§ TASK DIRECTIONS
Repeat the listing exactly as given, omitting every image.

— START —

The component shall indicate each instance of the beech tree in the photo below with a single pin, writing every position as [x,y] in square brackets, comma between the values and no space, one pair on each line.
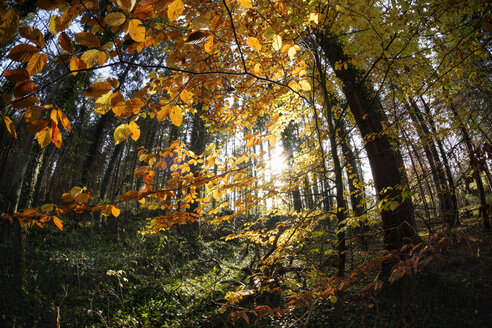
[156,82]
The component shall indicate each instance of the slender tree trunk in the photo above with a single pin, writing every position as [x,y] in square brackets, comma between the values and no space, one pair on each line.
[437,171]
[444,156]
[476,173]
[288,144]
[386,162]
[341,203]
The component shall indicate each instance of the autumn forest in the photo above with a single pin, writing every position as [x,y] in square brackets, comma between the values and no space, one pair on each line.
[245,163]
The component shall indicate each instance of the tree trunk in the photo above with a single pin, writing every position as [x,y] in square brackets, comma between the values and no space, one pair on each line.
[341,211]
[386,162]
[476,172]
[437,171]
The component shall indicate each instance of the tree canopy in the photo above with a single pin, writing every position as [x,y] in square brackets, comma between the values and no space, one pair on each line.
[301,120]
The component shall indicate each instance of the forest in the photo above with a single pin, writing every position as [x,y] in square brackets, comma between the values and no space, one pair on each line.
[245,163]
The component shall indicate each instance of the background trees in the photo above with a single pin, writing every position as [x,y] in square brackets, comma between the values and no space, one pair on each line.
[172,111]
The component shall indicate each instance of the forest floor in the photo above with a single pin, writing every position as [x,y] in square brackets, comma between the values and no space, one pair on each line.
[106,277]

— END —

§ TASK RESULT
The component shall indicate each instance of the beech tree in the photo below with a single pin, writing every position as [x,y] in square brackets, comma between the values and no space, one pair on each line.
[156,82]
The component shall indicate each instance of the slender tree trunk in the photo above with a single pin, writing every position as [x,y] in square brackets, comma between the values and no space, one pair on each line.
[437,171]
[444,156]
[476,173]
[288,144]
[386,162]
[341,203]
The component shall indicate each instance of the autumn forest in the photo above with a single pin, writing every position as [x,y] in square brackets, comma between the values and no space, one pair on each line.
[245,163]
The component shall indicate each instance of the tree trunk in the photo above with a single pin, writing every position as [x,y] in square brackets, comma between the values and no space, one pair on each line.
[341,211]
[386,162]
[476,172]
[437,171]
The component shall indicate each instance of the tree canopy in the photo above with a single pin, writing every position as [x,y] in square brackets, comma between the values and no space, one pair on each line.
[301,120]
The component shall indicate each instance of the forest in the photo above with a single pin, writing every position as [x,y] in square brackets, comma between the values and no space, one pair on each line.
[245,163]
The component shall indicate each instance of the background trees in the photo above with a single pin, writing every position as [x,y] in square brackets, comma between the values and no space, one pair on each line.
[172,111]
The component shall indicate each instance of the forest floor in the photo above with a single pin, writing every position as [x,y] in square brackets, comma between the values and no space, one pair on each line.
[106,277]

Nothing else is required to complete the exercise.